Object position labeling entries:
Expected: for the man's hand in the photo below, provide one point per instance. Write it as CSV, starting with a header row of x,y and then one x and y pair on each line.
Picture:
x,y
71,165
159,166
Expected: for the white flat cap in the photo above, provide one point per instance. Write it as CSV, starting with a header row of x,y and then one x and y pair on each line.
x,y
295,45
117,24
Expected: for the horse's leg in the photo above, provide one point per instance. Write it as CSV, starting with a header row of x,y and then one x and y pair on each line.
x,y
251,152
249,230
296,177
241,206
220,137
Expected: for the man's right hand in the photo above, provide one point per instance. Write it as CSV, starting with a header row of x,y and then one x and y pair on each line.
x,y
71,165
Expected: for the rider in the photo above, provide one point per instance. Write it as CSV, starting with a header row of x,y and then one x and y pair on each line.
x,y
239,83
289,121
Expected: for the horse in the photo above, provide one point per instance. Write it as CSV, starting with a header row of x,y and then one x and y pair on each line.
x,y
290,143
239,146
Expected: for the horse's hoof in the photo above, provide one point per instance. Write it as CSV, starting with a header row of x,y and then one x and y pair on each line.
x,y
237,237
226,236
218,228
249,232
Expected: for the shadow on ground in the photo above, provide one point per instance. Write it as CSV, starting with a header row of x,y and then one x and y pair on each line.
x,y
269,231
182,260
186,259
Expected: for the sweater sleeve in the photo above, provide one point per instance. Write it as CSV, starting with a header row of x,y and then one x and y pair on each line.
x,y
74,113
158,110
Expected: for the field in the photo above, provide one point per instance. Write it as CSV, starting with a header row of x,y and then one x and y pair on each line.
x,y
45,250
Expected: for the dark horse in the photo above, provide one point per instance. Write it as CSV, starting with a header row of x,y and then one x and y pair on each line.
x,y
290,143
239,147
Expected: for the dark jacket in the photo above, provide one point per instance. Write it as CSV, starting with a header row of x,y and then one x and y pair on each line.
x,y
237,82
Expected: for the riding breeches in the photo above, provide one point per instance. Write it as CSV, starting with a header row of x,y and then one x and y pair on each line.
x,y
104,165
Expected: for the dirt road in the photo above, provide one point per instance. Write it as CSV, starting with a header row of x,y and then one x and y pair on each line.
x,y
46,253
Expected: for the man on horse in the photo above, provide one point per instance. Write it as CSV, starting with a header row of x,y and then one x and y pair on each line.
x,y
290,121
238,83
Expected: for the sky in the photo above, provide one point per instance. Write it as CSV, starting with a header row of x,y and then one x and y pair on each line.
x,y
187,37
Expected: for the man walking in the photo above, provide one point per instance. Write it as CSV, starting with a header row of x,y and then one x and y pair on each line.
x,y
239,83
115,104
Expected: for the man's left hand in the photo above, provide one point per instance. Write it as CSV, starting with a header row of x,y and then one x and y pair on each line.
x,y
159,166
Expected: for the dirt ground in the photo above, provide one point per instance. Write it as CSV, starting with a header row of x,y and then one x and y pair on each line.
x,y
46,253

◆ **CHALLENGE**:
Rewrite the lines above as a numbered list, dropping any blank lines.

◆ **SOLUTION**:
1. Expected: for the man's hand in the photo below, provide one point per instance. Write it as CSV, starting with a header row of x,y and then one x and y pair on each line.
2. Picture:
3. x,y
4. 71,165
5. 159,166
6. Expected: for the white flat cap in the photo above, provide one point per instance. Write it as CSV, starting with a header row of x,y and then one x and y pair on each line.
7. x,y
8. 295,45
9. 117,24
10. Expected: for the horse's leg in the photo above, provide one point per instance. Write it as CSV, starting with a header row of x,y and then one x and y pair on each line.
11. x,y
12. 251,152
13. 249,230
14. 296,177
15. 241,206
16. 220,137
17. Expected: for the man's right hand in the photo above, provide one point per instance. Write it as CSV, starting with a header row of x,y and then one x and y pair on each line.
18. x,y
19. 71,165
20. Expected: for the rider in the photo above, provide one point per instance. Write it as CSV, starting with a header row of x,y and then one x and y pair on each line.
21. x,y
22. 239,83
23. 289,121
24. Expected: for the horse in the photo above, provide one point per instance. Write it as CSV, starting with a header row of x,y and then one x and y pair on each line.
25. x,y
26. 290,143
27. 239,146
28. Expected: for the horse's hoof in the photo above, provide one point per instance. Write it as CSV, starting with a header row of x,y and then one x and y pair on each line.
29. x,y
30. 237,237
31. 226,236
32. 218,228
33. 249,232
34. Expected: for the shadow on ground in the photo above, provide one point per instance. Write it as CSV, starting with a header row of x,y and then one x and y pair on each line.
35. x,y
36. 269,231
37. 182,260
38. 186,259
39. Expected: for the sweater sleeve in the photo above, provide one point per instance. Write it as CSV, starting with a header row of x,y and then one x and y pair on each line.
40. x,y
41. 74,113
42. 158,110
43. Expected: for the field in the photo above, provide one point per instance. Write it as CSV, starting with a header row of x,y and then one x and y pair on each line.
44. x,y
45. 45,250
46. Expected: for the dark horse in the photo above, provide one point per instance. Write it as CSV, starting with a header row of x,y and then one x and y pair on each line.
47. x,y
48. 290,143
49. 239,147
50. Expected: for the dark jacket in the photo above, provide one point per instance. Write it as CSV, starting with a header row of x,y and then one x and y pair on each line.
51. x,y
52. 237,82
53. Expected: for the riding breeches in the photo above, provide one point per instance. Write it as CSV, starting with a header row of x,y and then one x and y pair on each line.
54. x,y
55. 104,165
56. Expected: for the dirt road in the photo above, provide one point per instance. Write it as CSV, starting with a header row of x,y and then one x and y pair on each line.
57. x,y
58. 46,253
59. Expected: for the man on horse in the photo above, provide one point per instance. Write it as CSV, starting with a header row of x,y and then one x and y pair on each line.
60. x,y
61. 290,121
62. 238,83
63. Expected: for the sky in the photo above, provide one point per instance. Write it as CSV, starting with a header row of x,y and then one x and y pair on each line.
64. x,y
65. 187,37
66. Expected: for the man walking in the photo above, provide one point per instance. Write it as CSV, starting with a header row of x,y and then one x and y pair on each line.
67. x,y
68. 239,83
69. 115,104
70. Expected: for the man's left hand in the photo above, provide one point per instance. Write it as CSV, starting with a header row of x,y and then one x and y pair on each line.
71. x,y
72. 159,166
73. Expected: for the dirt ground in the photo above, provide one point per instance. Write it as CSV, starting with a header row of x,y and then one x and y pair on each line.
74. x,y
75. 46,253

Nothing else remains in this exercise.